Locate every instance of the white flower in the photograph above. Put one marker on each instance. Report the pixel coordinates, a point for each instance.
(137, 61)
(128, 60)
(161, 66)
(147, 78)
──────
**Aim:** Write out all of the data above again in full. Add -38 to every coordinate number in the answers, and leave everything else unchanged.

**Result:**
Locate every instance of the white flower in the photograph above. Put one marker on each instance. Report the pixel coordinates, a point for each instance.
(99, 23)
(90, 22)
(123, 28)
(109, 40)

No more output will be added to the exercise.